Selected excerpt ->
++++++++++++++++++++

The body of parse uses a guard to separate out the 3 scenarios:

parse :: String -> [String]
parse input
| isPrefixOf "//[" input =
...
| isPrefixOf "//" input =
...
| otherwise =
...

Working backwards the otherwise scenario deals with the comma/newline scenario. Using regular expressions this implementation is simple.

splitRegex (mkRegex ",|\n") input

The middle scenario is also simple by virtue of being able to extract out the separator and content based on positions.

splitRegex (mkRegex $ escapeRe $ take 1 $ drop 2 input) $ 
drop 4 input

Reference is made to the escapeRe function responsible for marking up text and escaping all of the regular expression characters.

escapeRe :: String -> String
escapeRe [] = []
escapeRe (x:xs)
| x `elem` "*+.\\?|$^)({}" =
'\\' : x : escapeRe xs
| otherwise =
x : escapeRe xs

The final scenario is the tricky scenario in that it needs to compose the regular expression separator through a number of manipulations.

let
inputs :: [String]
inputs =
splitOn "\n" input

separator :: Regex
separator =
mkRegex $
intercalate "|" $
map escapeRe $
sortBy (\a b -> if length a > length b then LT else GT) $
splitOn "][" $
init $
drop 3 $
inputs !! 0

content :: String
content =
inputs !! 1
in
splitRegex separator content

Taking a bit of time to work through each step the manipulation is clear except for the sort step. The sort is necessary due to an anomaly with regular expression libraries. The following REPL interaction is useful for explanation:

Prelude Main> import Text.Regex
Prelude Text.Regex Main> splitRegex (mkRegex "x|xy") "1x2xy3"

++++++++++++++++++++

Rows ->
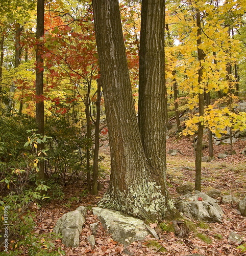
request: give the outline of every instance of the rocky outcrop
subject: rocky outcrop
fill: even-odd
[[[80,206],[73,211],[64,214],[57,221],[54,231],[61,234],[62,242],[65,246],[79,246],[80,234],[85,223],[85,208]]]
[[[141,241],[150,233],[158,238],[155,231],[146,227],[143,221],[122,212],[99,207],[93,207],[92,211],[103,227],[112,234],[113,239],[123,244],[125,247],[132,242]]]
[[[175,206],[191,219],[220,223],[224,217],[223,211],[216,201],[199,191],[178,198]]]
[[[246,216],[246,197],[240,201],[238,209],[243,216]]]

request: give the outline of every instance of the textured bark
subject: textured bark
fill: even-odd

++++++++++++++++++++

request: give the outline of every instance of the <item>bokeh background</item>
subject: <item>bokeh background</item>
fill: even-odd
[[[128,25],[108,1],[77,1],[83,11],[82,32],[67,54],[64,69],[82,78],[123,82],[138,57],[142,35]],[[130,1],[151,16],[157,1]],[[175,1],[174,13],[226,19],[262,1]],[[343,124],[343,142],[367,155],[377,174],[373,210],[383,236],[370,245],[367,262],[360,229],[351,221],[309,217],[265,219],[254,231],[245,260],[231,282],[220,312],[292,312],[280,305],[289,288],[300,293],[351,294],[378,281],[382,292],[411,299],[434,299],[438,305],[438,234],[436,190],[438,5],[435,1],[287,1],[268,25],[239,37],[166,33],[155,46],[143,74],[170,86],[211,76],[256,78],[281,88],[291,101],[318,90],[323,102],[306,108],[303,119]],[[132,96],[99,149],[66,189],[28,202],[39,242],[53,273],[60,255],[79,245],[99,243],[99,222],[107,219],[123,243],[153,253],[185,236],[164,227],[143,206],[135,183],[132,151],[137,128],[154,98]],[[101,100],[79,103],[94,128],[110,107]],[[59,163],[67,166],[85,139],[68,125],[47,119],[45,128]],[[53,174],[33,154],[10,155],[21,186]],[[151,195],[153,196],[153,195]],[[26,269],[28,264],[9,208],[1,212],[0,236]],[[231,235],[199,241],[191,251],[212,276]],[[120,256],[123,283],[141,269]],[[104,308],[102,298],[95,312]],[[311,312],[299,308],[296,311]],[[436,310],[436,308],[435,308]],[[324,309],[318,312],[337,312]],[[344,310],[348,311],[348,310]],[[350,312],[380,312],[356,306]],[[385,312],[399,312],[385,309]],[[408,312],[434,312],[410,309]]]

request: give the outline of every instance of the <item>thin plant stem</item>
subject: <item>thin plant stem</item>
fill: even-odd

++++++++++++++++++++

Prompt A -> According to the parsing excerpt, why is the sort step needed when building the separator?
Prompt B -> In the parsing excerpt, list every name bound in the let block of the final scenario, together with the type declared for it.

Final result A -> The sort is needed because of an anomaly with regular expression libraries.

Final result B ->
- inputs :: [String]
- separator :: Regex
- content :: String